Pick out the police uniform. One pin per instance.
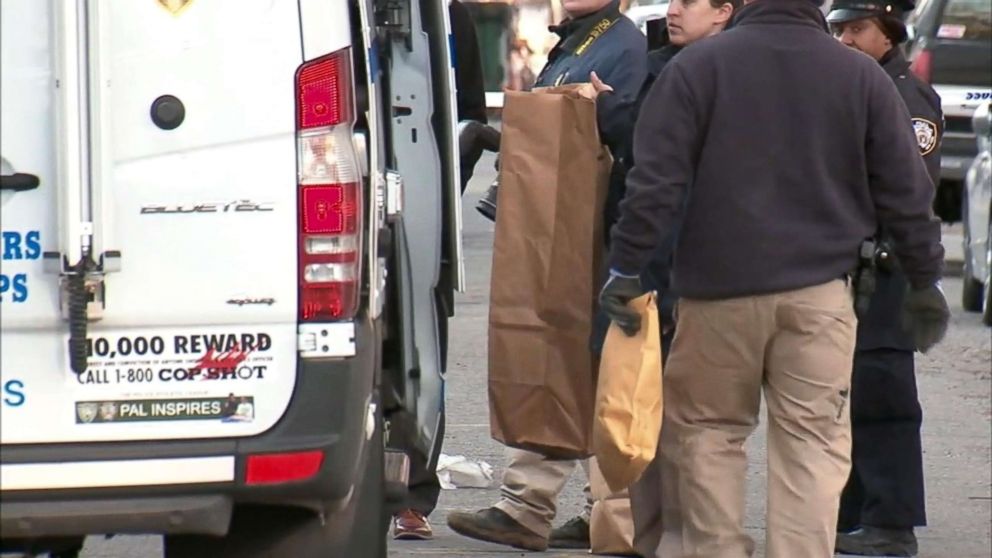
(610, 44)
(885, 489)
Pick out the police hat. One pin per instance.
(842, 11)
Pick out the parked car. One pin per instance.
(951, 48)
(976, 212)
(216, 295)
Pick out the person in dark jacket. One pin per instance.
(783, 172)
(653, 498)
(598, 45)
(604, 47)
(411, 522)
(884, 497)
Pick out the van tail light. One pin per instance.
(273, 468)
(922, 65)
(330, 190)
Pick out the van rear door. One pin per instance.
(170, 167)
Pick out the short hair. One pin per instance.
(735, 4)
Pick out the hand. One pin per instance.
(594, 88)
(925, 315)
(613, 300)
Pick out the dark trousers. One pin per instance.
(886, 484)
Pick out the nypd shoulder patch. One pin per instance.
(926, 135)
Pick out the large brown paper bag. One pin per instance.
(611, 522)
(549, 237)
(629, 399)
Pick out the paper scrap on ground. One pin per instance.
(456, 471)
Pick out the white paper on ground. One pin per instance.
(456, 471)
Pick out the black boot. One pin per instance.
(573, 534)
(876, 541)
(487, 205)
(494, 525)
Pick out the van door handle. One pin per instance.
(19, 182)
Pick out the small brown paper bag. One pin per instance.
(629, 399)
(611, 522)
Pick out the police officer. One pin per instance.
(780, 174)
(599, 45)
(883, 500)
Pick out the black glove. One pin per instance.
(613, 300)
(925, 316)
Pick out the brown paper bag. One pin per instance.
(611, 522)
(629, 399)
(553, 179)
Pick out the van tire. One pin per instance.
(358, 529)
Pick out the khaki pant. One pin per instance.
(798, 348)
(655, 503)
(531, 484)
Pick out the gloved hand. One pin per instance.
(925, 315)
(613, 300)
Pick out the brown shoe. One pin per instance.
(411, 525)
(494, 525)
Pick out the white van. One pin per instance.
(230, 235)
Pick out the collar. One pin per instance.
(894, 62)
(782, 12)
(577, 32)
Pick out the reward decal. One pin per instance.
(179, 358)
(18, 246)
(13, 393)
(232, 408)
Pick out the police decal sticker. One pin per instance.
(926, 135)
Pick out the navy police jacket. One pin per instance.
(882, 327)
(608, 43)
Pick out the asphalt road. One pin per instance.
(954, 380)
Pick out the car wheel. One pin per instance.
(971, 291)
(358, 530)
(987, 298)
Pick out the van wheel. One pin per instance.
(971, 290)
(358, 530)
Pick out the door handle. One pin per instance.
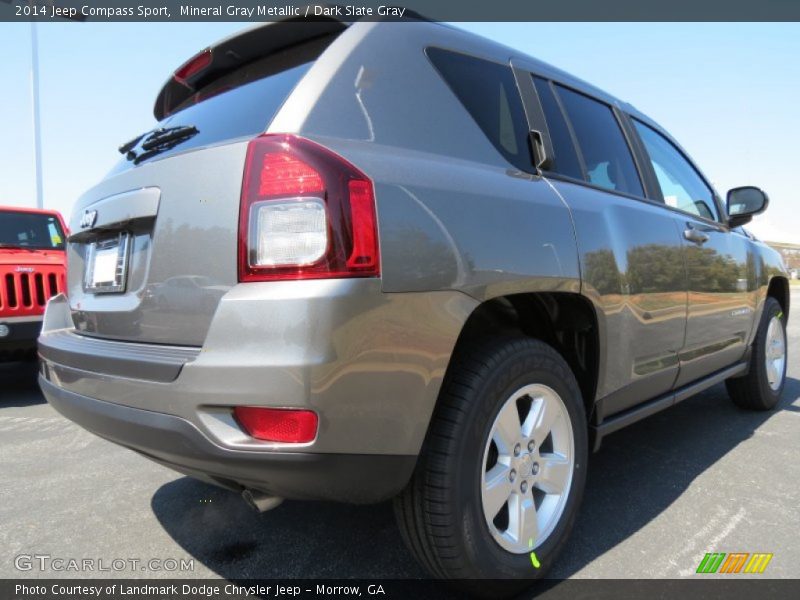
(694, 235)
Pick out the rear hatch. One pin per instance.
(154, 245)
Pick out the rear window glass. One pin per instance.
(241, 103)
(566, 159)
(608, 159)
(489, 93)
(30, 230)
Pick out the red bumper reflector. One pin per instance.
(286, 425)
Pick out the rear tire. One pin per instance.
(761, 388)
(465, 468)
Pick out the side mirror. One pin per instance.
(744, 203)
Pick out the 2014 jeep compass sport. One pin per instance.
(407, 263)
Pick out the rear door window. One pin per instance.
(566, 160)
(681, 185)
(488, 92)
(606, 155)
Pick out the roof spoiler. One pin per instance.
(254, 43)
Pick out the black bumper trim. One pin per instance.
(113, 357)
(177, 443)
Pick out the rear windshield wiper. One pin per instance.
(157, 141)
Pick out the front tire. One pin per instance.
(502, 471)
(763, 385)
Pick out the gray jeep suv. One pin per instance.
(433, 269)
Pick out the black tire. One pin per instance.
(440, 513)
(753, 391)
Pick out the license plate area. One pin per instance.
(107, 265)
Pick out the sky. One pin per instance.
(728, 92)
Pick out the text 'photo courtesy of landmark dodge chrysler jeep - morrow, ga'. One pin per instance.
(31, 272)
(418, 265)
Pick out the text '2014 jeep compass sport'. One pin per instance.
(407, 263)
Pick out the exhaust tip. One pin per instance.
(260, 502)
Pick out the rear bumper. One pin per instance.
(369, 364)
(176, 443)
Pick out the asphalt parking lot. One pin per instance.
(703, 476)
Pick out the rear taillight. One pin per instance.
(287, 425)
(306, 213)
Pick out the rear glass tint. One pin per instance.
(608, 159)
(566, 159)
(241, 103)
(489, 93)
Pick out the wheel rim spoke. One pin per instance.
(507, 429)
(523, 524)
(555, 474)
(541, 419)
(496, 489)
(528, 468)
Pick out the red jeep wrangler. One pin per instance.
(32, 268)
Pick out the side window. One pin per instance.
(489, 93)
(566, 159)
(606, 154)
(681, 186)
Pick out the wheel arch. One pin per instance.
(779, 289)
(564, 320)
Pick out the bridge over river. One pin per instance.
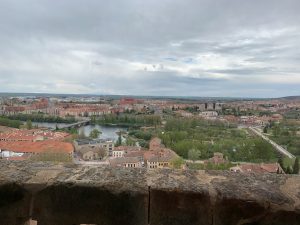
(77, 124)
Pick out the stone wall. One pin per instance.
(54, 194)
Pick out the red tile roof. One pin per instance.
(37, 147)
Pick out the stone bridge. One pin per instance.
(55, 194)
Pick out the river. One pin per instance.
(107, 131)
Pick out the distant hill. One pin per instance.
(291, 98)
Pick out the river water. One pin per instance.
(107, 131)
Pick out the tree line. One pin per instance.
(40, 117)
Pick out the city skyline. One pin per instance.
(152, 48)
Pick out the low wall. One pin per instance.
(55, 194)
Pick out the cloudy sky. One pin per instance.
(246, 48)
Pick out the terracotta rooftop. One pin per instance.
(37, 147)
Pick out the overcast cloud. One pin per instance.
(248, 48)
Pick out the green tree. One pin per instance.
(95, 133)
(119, 141)
(29, 124)
(194, 154)
(296, 166)
(177, 163)
(280, 162)
(81, 134)
(289, 170)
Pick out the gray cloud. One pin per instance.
(152, 47)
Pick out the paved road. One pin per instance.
(275, 145)
(76, 161)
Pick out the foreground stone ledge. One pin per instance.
(56, 194)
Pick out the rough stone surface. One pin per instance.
(56, 194)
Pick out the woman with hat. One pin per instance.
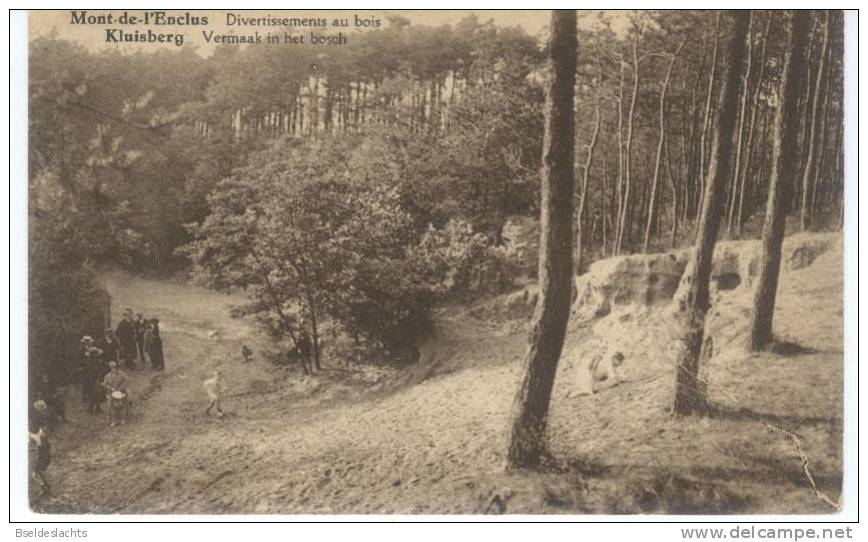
(115, 384)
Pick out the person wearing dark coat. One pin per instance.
(94, 371)
(39, 436)
(126, 334)
(109, 346)
(155, 346)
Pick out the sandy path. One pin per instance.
(293, 444)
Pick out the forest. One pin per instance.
(420, 201)
(366, 183)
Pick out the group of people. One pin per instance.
(133, 343)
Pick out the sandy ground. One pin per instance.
(431, 438)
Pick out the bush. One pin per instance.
(458, 261)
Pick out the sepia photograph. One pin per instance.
(449, 263)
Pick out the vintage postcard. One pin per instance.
(572, 262)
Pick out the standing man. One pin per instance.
(126, 334)
(115, 384)
(109, 346)
(139, 327)
(39, 435)
(214, 388)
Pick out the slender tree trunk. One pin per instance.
(527, 443)
(784, 169)
(741, 129)
(815, 120)
(706, 117)
(624, 226)
(586, 174)
(752, 130)
(616, 232)
(661, 141)
(689, 393)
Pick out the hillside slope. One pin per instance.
(432, 439)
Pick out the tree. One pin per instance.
(661, 142)
(784, 169)
(815, 128)
(689, 394)
(527, 443)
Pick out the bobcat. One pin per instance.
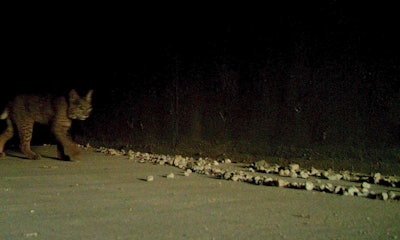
(57, 111)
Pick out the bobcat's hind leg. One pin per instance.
(5, 136)
(66, 147)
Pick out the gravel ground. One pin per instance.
(111, 194)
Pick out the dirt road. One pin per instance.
(109, 197)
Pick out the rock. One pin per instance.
(150, 178)
(294, 167)
(170, 175)
(309, 186)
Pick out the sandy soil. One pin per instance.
(108, 197)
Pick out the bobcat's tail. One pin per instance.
(4, 114)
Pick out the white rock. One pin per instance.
(150, 178)
(366, 185)
(294, 167)
(170, 175)
(309, 186)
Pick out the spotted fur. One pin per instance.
(57, 111)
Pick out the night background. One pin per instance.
(316, 83)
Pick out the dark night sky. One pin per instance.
(82, 46)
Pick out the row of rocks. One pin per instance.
(212, 167)
(295, 171)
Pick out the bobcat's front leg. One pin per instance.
(65, 144)
(25, 135)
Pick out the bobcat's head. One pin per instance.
(79, 107)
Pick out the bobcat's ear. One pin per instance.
(89, 95)
(73, 95)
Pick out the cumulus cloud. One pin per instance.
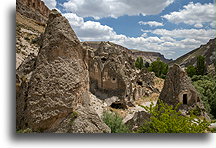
(51, 4)
(193, 14)
(112, 8)
(171, 43)
(151, 23)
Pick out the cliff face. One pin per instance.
(58, 85)
(33, 9)
(150, 56)
(31, 19)
(112, 73)
(147, 56)
(208, 51)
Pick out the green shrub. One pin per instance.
(114, 121)
(139, 63)
(167, 119)
(205, 85)
(28, 130)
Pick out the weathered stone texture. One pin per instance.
(34, 9)
(178, 88)
(176, 85)
(60, 78)
(86, 121)
(112, 73)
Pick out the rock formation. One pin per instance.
(178, 88)
(34, 9)
(112, 74)
(208, 51)
(59, 84)
(149, 56)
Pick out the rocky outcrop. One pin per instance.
(208, 51)
(59, 84)
(134, 54)
(179, 89)
(23, 76)
(84, 120)
(149, 56)
(112, 74)
(33, 9)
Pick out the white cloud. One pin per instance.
(193, 14)
(74, 20)
(112, 8)
(151, 23)
(51, 4)
(213, 24)
(171, 43)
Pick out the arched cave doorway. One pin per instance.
(185, 99)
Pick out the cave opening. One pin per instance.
(118, 105)
(185, 99)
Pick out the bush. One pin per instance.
(114, 121)
(167, 119)
(159, 68)
(205, 85)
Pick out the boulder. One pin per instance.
(59, 83)
(83, 120)
(137, 120)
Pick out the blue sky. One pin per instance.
(171, 27)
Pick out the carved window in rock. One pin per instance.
(29, 2)
(95, 67)
(33, 5)
(185, 99)
(106, 75)
(113, 80)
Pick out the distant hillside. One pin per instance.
(150, 56)
(208, 51)
(147, 56)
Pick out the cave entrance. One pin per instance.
(185, 99)
(118, 105)
(139, 83)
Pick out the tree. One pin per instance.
(167, 119)
(159, 68)
(147, 65)
(139, 63)
(191, 70)
(200, 68)
(206, 86)
(115, 122)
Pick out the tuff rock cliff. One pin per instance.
(58, 86)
+++++
Retype the rows from the line with "Pick out the distant hillside." through the end of the rows, including both ends.

Pick out the distant hillside. One pin per instance.
(150, 56)
(208, 51)
(147, 56)
Pick out the cave entrance. One pin per instance.
(185, 99)
(118, 105)
(139, 83)
Pick out the tree. One pin per instance.
(167, 119)
(159, 68)
(147, 65)
(139, 63)
(191, 70)
(200, 68)
(206, 86)
(115, 122)
Pick out the tuff rock cliff. One pin per instance.
(58, 86)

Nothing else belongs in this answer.